- [What to produce]:
Print verbatim every line starting at the one that contains "Where can you see the blue" and ending at the final line of the records; include both endpoints.

- [Exercise inputs]:

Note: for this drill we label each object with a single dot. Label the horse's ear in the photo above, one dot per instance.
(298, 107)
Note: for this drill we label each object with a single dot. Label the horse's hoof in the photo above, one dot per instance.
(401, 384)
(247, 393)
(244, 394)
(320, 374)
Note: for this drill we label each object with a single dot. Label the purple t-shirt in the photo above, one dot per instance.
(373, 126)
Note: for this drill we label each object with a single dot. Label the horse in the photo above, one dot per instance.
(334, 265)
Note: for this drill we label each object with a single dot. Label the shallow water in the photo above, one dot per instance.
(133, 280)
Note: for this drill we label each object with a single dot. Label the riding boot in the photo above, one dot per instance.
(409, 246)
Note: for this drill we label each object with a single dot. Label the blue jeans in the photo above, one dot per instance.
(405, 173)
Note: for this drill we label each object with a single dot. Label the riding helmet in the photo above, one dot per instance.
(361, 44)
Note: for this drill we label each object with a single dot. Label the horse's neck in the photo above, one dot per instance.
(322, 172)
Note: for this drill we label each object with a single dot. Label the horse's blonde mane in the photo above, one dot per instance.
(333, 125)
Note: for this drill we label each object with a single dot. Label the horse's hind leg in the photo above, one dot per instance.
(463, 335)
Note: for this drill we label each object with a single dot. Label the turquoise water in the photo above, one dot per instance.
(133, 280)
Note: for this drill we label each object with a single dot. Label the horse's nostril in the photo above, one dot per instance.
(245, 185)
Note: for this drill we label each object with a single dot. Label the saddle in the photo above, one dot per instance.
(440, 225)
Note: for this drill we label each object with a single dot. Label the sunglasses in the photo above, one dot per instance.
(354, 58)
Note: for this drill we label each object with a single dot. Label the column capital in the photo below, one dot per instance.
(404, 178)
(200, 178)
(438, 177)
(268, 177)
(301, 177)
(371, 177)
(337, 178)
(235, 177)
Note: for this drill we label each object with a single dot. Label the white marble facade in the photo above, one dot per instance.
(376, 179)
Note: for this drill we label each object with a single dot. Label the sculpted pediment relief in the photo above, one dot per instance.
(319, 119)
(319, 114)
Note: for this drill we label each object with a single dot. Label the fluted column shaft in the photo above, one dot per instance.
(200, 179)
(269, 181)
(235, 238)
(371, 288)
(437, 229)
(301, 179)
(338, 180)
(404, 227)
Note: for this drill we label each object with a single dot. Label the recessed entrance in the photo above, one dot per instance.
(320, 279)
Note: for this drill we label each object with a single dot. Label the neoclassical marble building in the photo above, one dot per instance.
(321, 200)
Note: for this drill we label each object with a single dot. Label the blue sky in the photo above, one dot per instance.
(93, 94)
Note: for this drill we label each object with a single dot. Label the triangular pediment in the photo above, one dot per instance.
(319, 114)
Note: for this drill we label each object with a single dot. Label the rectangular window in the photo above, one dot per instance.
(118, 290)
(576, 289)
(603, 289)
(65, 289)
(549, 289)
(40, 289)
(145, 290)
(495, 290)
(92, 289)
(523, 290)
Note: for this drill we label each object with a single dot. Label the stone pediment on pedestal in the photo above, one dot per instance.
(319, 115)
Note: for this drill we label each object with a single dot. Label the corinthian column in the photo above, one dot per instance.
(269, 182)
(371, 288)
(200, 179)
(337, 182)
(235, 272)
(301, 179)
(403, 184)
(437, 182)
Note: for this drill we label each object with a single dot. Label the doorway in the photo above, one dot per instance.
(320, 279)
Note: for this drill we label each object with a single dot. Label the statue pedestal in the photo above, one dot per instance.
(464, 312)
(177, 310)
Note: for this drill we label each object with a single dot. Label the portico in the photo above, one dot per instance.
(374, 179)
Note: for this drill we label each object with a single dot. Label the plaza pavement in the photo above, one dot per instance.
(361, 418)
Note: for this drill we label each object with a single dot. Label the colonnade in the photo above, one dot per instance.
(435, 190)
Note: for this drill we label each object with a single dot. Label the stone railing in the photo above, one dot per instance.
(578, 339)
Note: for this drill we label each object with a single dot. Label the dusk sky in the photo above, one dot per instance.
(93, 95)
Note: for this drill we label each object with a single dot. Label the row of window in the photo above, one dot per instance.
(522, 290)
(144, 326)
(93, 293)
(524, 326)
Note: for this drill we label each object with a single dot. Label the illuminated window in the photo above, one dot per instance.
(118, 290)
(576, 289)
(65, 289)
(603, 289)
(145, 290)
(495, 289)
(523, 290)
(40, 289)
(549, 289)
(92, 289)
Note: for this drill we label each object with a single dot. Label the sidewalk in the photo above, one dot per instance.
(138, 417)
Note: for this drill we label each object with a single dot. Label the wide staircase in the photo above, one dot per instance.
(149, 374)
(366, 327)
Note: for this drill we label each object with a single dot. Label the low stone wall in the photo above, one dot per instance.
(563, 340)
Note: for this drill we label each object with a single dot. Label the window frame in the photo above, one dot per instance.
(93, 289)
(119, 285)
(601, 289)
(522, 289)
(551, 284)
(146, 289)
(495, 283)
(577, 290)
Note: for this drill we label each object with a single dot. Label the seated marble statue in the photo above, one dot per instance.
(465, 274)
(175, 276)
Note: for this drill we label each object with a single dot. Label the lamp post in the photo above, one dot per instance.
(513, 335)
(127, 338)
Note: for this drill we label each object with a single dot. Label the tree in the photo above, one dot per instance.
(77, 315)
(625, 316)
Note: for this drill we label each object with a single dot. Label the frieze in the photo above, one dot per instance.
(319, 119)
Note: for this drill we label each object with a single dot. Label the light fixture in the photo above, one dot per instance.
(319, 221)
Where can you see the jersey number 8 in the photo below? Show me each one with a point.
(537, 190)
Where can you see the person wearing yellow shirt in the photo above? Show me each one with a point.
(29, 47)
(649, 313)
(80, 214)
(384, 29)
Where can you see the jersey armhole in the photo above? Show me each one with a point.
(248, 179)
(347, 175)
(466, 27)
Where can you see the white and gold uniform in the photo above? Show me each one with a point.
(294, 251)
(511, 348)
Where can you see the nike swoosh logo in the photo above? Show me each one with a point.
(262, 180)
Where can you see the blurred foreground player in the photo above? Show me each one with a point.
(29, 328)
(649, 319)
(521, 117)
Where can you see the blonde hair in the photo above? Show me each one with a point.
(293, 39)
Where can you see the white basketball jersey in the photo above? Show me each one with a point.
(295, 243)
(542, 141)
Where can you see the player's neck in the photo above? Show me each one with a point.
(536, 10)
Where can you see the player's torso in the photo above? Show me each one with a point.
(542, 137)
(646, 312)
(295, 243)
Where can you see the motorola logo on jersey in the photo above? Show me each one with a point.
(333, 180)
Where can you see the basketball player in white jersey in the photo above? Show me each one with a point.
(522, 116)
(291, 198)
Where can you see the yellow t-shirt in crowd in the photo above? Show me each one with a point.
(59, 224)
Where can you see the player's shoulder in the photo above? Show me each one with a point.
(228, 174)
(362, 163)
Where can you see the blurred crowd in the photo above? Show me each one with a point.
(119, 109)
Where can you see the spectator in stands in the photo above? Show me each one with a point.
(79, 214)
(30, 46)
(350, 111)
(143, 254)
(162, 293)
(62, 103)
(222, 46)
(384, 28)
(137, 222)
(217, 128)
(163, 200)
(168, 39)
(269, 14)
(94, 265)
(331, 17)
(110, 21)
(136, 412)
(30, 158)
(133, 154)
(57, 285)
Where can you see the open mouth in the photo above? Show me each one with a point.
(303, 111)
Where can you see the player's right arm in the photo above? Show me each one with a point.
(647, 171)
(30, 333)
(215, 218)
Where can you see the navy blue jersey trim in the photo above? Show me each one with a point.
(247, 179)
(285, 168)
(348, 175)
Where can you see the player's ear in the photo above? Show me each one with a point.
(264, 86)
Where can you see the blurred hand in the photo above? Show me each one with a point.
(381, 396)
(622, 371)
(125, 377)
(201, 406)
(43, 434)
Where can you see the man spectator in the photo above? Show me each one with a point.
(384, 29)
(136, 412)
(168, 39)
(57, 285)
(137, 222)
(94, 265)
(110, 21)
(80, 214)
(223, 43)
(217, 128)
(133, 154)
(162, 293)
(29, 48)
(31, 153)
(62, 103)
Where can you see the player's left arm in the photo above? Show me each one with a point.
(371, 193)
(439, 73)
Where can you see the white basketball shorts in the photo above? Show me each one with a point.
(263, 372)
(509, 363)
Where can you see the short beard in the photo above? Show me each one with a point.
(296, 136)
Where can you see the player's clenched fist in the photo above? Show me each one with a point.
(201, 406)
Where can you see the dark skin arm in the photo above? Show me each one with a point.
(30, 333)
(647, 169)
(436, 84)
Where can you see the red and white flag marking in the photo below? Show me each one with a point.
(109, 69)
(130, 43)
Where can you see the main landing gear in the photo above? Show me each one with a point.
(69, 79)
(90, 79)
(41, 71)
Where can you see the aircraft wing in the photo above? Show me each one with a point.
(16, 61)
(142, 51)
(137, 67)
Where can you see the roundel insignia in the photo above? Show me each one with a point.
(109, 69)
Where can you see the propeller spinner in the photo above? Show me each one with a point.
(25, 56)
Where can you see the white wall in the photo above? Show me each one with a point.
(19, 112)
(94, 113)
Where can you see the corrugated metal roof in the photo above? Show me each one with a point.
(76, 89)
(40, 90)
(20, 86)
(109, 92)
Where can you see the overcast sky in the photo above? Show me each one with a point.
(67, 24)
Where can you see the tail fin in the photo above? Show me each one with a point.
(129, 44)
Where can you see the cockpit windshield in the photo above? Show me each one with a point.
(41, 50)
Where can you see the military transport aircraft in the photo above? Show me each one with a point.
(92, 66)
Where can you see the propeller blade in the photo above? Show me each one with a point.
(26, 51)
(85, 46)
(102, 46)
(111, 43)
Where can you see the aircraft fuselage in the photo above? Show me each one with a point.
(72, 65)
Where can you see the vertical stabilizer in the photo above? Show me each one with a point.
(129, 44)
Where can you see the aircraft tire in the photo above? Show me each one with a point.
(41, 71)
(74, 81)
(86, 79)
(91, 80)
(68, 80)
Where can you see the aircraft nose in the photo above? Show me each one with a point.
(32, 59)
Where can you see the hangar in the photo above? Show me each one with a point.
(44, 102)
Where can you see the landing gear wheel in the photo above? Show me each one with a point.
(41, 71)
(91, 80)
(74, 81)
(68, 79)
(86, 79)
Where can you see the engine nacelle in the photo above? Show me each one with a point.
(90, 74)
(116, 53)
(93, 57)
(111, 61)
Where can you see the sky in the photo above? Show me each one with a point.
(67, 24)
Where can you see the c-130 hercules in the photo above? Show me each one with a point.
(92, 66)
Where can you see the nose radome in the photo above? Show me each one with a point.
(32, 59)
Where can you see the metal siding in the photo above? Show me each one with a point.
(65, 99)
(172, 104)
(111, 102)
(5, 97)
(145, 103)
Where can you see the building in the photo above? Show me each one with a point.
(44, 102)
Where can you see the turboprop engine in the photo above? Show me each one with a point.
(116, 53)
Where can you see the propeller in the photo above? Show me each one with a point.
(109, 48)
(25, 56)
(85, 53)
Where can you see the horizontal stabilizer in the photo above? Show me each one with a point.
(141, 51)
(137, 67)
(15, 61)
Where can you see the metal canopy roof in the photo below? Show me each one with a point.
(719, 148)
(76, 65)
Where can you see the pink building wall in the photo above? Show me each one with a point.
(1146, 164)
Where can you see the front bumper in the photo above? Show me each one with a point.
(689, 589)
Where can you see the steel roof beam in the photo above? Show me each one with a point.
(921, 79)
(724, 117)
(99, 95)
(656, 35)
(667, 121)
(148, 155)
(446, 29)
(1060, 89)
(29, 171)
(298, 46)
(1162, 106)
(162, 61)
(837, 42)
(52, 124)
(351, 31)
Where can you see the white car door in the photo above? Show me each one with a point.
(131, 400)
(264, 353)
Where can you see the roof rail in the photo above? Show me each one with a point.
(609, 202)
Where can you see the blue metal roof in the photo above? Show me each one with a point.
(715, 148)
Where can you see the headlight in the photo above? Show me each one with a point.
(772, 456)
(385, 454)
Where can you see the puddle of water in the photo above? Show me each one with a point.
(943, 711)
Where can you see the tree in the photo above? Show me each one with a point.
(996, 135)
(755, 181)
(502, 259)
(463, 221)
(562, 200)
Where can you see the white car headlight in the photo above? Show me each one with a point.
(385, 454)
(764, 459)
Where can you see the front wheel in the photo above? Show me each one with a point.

- [Written solution]:
Where can you see the blue metal roof in the photo above? Show me each one with a point.
(715, 148)
Where can you see the headlight in the photo above? Show me each one with a point.
(772, 456)
(385, 454)
Where can you see the puddle of water in the photo above? Show me each one with a point.
(943, 711)
Where can you see the tree in the photo above? Show me each one with a point.
(996, 135)
(755, 181)
(502, 259)
(463, 221)
(562, 200)
Where can you see the white car headlight in the photo above? Show me each one with a point.
(385, 454)
(764, 459)
Where can you see the front wheel in the photo above? Show me each one with a point.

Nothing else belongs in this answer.